> **REQUEST 1**
Set down the passage of the endnotes below that starts at "16. This was" and ends at "the frowning cliffs.", reproducing it word for word.

> **PASSAGE PROVIDED**
** Start **

ENDNOTES:
14. Vide Commission du Roy au Sieur de Monts, pour l'habitation és terres de la Cadie, Canada, et autres endroits en la Nouvelle-France, Histoire de a Nouvelle-France, par Marc Lescarbot, Paris, 1612, Qvat. Liv. p. 431. This charter may also be found in English in a Collection of Voyages and Travels compiled from the Library of the Earl of Oxford, by Thomas Osborne, London, 1745, Vol. II. pp. 796-798; also in Murdoch's History of Nova Scotia, Halifax, 1865, Vol. I. pp. 21-24.
15. The second officer, or pilot, was, according to Lescarbot, Captain
Morel, of Honfleur.
16. This was under the direction of De Monts himself; and Captain Timothée,
of Havre de Grâce, was pilot, or the second officer.
17. Lescarbot writes this name Campseau; Champlain's orthography is Canceau; the English often write Canso, but more correctly Canseau. It has been derived from Cansoke, an Indian word, meaning facing the frowning cliffs.

** End **

> **REQUEST 2**
List every line in the entries below that contains the string "green", treating uppercase and lowercase letters as different.

> **GIVEN RECORDS**
** Start **

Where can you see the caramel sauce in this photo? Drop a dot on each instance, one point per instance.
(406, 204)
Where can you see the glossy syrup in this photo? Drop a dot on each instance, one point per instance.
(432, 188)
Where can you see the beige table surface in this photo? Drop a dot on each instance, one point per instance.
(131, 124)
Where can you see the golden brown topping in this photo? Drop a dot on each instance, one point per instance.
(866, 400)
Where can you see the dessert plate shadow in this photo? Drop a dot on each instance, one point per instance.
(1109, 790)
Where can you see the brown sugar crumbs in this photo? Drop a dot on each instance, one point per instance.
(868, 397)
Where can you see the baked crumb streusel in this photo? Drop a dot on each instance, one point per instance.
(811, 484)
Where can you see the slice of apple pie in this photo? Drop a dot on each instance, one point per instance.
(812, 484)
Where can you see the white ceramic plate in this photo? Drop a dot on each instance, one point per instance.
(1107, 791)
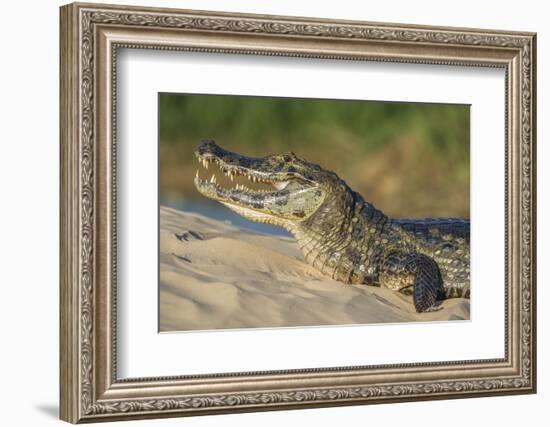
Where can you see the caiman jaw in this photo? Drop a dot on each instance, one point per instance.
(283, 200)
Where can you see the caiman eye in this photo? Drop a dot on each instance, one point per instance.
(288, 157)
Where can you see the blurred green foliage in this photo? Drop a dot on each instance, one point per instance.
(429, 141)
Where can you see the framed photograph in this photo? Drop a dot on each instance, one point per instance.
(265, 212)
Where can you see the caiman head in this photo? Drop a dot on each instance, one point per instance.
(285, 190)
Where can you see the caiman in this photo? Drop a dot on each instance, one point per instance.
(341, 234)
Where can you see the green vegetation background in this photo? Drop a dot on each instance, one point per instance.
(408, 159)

** End **
** Start **

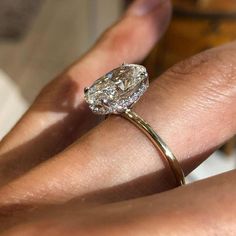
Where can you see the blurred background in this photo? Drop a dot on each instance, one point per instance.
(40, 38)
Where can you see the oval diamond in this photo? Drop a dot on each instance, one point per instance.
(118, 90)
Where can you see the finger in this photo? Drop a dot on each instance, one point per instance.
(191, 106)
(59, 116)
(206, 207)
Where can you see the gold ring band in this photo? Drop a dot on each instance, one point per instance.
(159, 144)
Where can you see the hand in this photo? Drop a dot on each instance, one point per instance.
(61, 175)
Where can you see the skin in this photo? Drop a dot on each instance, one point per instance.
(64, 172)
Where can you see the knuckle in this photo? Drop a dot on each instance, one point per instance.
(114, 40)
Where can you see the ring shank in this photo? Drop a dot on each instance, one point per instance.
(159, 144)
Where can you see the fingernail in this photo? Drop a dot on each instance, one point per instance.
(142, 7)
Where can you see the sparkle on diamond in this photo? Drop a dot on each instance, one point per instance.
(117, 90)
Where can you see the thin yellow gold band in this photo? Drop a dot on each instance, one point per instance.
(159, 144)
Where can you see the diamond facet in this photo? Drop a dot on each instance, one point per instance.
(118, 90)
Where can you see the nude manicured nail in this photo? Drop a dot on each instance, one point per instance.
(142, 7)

** End **

> **EXERCISE ANSWER 1**
16. This was under the direction of De Monts himself; and Captain Timothée,
of Havre de Grâce, was pilot, or the second officer.
17. Lescarbot writes this name Campseau; Champlain's orthography is Canceau; the English often write Canso, but more correctly Canseau. It has been derived from Cansoke, an Indian word, meaning facing the frowning cliffs.

> **EXERCISE ANSWER 2**
Where can you see the blurred green foliage in this photo? Drop a dot on each instance, one point per instance.
Where can you see the green vegetation background in this photo? Drop a dot on each instance, one point per instance.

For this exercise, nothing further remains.